Nachdem im November vergangenen Jahres über die Bandbreite an Herausforderungen und Lösungsansätze bei der industriellen Dekarbonisierung gesprochen wurde, vertieften die Mitglieder des Fachforums beim virtuellen Treffen im April die Diskussion konkreter Instrumentezur Schaffung eines CO2-Leitmarktes und zur Vermeidung von Carbon Leakage. Dabei waren auch MdBs Ingrid Nestle, energiepolitische Sprecherin, und Dieter Janecek, Sprecher für Industriepolitik und Digitalisierung der Bundestagsfraktion Bündnis90/Die Grünen, sowie Prof. Karsten Neuhoff vom DIW.

Am 02.04.2020, Videokonferenz

 

Ergebnisse und weiteres Vorgehen

Im Fokus des Fachforums standen sowohl kurzfristig umsetzbare Maßnahmen zur Bewältigung der Corona-Krise, als auch langfristige Instrumente zur klimaneutralen Transformation der Grundstoffindustrie. Es wurde intensiv über die Vorteile und Probleme von Grenzausgleichsregimen (Border Carbon Adjustments) zur Vermeidung von Carbon Leakage diskutiert. Als Alternative zu BCAs präsentierte Prof. Neuhoff vom DIW Berlin ein alternatives Modell, das unterschiedliche Politikmaßnahmen zur Erreichung der Klimaneutralität bis 2050 kombiniert. Die Eckpunkte von Prof. Neuhoff’s Input:

Ausgangspunkt

  • Die Grundstoffindustrie ist für 25% der globalen CO2-Emissionen verantwortlich, Klimaneutralität kann nur mit ihrer Hilfe erreicht werden
  • Neue Technologien für emissionsarme Produktionsprozesse werden allein nicht ausreichen, da der Stromverbrauch zu hoch ist, es braucht eine Kombination verschiedener Vermeidungsansätze, u.a. eine Verminderung der konventionellen Nachfrage durch Werkstoffreduktion bei höherwertigen Materialien, Substitutionen durch alternative Grundstoffe und bessere Instandhaltung und Wiederverwendbarkeit

Wirkung und Grenzen der CO2-Bepreisung

  • Entscheidend ist eine Internalisierung der Emissionskosten durch den CO2-Preis über die gesamte Wertschöpfungskette
  • Der dafür notwendige CO2-Preis wäre so hoch, dass es zu Carbon Leakage käme, um dies zu vermeiden müssten Grenzausgleichsregime (BCA) eingeführt werden, über die außenwirtschaftlichen Nachteile kompensiert und internationale Wettbewerbsfähigkeit gewahrt wird

Grenzen der bestehenden BCA-Modelle

  • Bisherige BCA-Modelle garantieren entweder keine vollständige Kosteninternalisierung und ausreichenden Schutz vor Carbon Leakage oder würden hohen bürokratischen Aufwand und schwierige internationale Verhandlungen voraussetzen

Alternative Klimabeitrag

  • Der Klimabeitrag ist eine, auf den Endpreis des Produktes zu veranschlagende, Abgabe, die als Steuer erhoben wird, und deshalb auch national umgesetzt werden kann (anders als Zölle, die der exklusiven EU-Kompetenz unterliegen).
****************
§ Aufgaben
A. Fasse den Bericht über das Fachforum in zwei Sätzen zusammen.
B. Für welchen Anteil der globalen CO2-Emissionen ist die Grundstoffindustrie laut dem Bericht über das Fachforum verantwortlich?

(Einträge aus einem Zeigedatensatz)
****************
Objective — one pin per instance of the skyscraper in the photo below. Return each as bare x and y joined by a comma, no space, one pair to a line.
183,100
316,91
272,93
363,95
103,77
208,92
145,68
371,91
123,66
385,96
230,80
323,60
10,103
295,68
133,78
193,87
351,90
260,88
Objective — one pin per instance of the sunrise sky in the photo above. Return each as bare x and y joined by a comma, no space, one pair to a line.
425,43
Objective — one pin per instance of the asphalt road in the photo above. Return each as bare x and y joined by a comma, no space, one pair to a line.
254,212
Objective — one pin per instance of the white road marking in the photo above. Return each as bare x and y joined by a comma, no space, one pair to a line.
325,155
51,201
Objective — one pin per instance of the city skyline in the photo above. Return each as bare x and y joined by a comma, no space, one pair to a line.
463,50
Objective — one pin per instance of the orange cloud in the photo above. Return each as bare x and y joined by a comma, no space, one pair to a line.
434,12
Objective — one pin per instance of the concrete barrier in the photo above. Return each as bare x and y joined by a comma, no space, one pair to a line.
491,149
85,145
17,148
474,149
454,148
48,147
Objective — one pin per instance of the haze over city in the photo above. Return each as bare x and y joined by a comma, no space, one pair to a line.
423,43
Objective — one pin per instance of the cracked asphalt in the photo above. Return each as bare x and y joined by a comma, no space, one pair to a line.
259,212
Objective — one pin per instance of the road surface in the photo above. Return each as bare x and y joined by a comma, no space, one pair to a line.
****************
§ Lösungen
A. Beim virtuellen Treffen im April vertieften die Mitglieder des Fachforums die Diskussion konkreter Instrumente zur Schaffung eines CO2-Leitmarktes und zur Vermeidung von Carbon Leakage und diskutierten dabei intensiv über Vorteile und Probleme von Grenzausgleichsregimen. Als Alternative dazu präsentierte Prof. Neuhoff vom DIW Berlin ein Modell, zu dem der Klimabeitrag gehört: eine auf den Endpreis des Produktes zu veranschlagende Abgabe, die als Steuer erhoben wird und deshalb auch national umgesetzt werden kann.

B. Für 25 % der globalen CO2-Emissionen.